(EXERCISE DESCRIPTION) This task requires every entry to be set down again exactly.

# # #

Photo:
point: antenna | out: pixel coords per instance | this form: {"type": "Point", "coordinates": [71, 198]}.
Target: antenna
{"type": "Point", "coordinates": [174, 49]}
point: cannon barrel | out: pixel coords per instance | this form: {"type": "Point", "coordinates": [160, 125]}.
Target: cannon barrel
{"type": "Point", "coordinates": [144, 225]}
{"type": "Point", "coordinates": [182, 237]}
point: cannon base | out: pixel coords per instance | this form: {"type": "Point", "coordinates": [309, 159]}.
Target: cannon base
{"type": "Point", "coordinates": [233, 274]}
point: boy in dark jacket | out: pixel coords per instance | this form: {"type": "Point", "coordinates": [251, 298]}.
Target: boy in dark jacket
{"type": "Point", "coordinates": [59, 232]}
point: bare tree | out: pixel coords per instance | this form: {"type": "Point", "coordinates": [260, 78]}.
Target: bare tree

# # #

(REPLY)
Photo:
point: antenna | out: pixel coords per instance | this form: {"type": "Point", "coordinates": [71, 198]}.
Target: antenna
{"type": "Point", "coordinates": [174, 49]}
point: cannon barrel | out: pixel coords per instance | this form: {"type": "Point", "coordinates": [160, 125]}.
Target: cannon barrel
{"type": "Point", "coordinates": [144, 225]}
{"type": "Point", "coordinates": [182, 237]}
point: cannon base | out: pixel coords per instance | this form: {"type": "Point", "coordinates": [309, 159]}.
Target: cannon base
{"type": "Point", "coordinates": [233, 274]}
point: boy in dark jacket | out: pixel coords per instance | this form: {"type": "Point", "coordinates": [251, 298]}.
Target: boy in dark jacket
{"type": "Point", "coordinates": [59, 232]}
point: bare tree | out: pixel coords per instance | this form: {"type": "Point", "coordinates": [260, 78]}.
Target: bare tree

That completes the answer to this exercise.